[Point-per-instance localization data]
---

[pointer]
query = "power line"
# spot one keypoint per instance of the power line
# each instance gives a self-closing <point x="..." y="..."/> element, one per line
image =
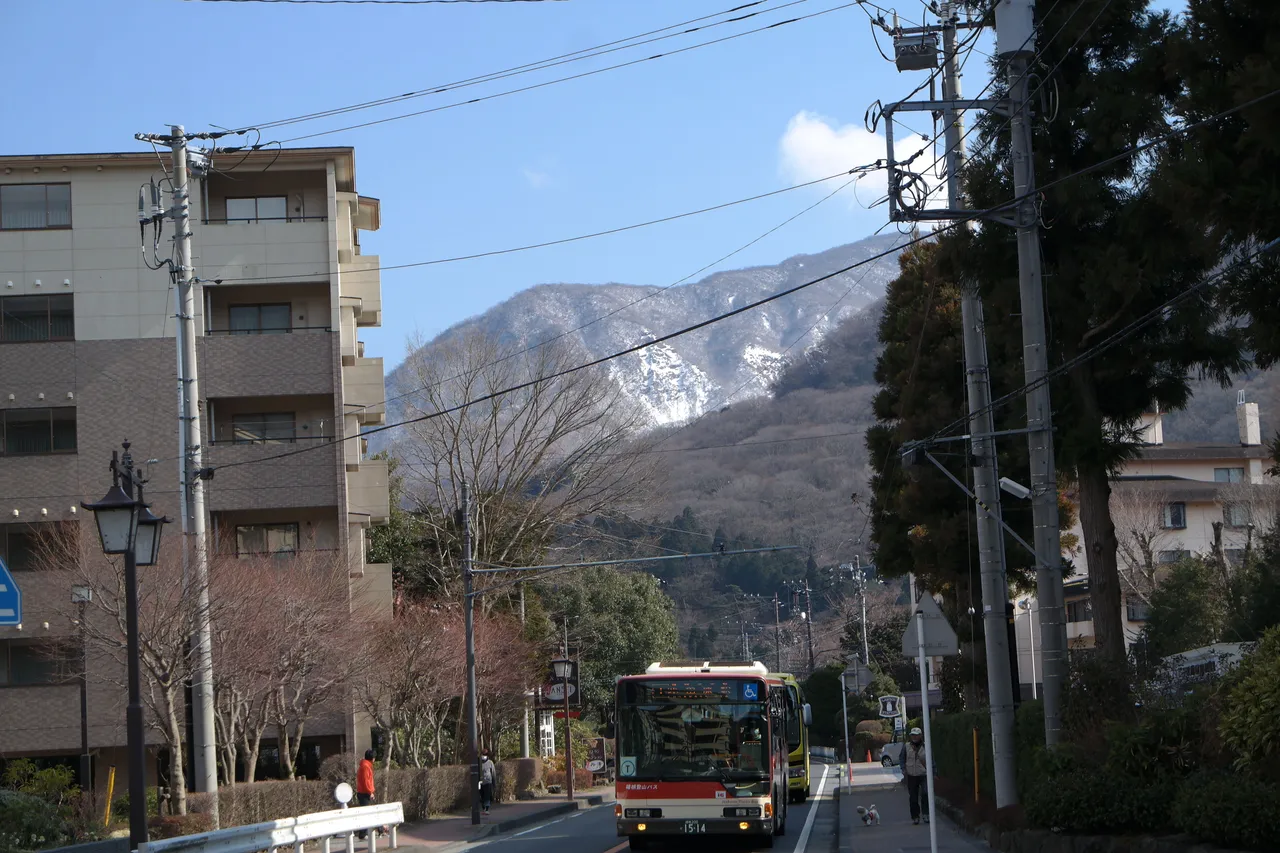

---

Each record should be quoted exactly, with the images omitted.

*Response to the exercise*
[pointer]
query = "power line"
# spot one keypoint per instance of the power line
# each instance gives a self-closing <point x="..." y="..."/> element, one per line
image =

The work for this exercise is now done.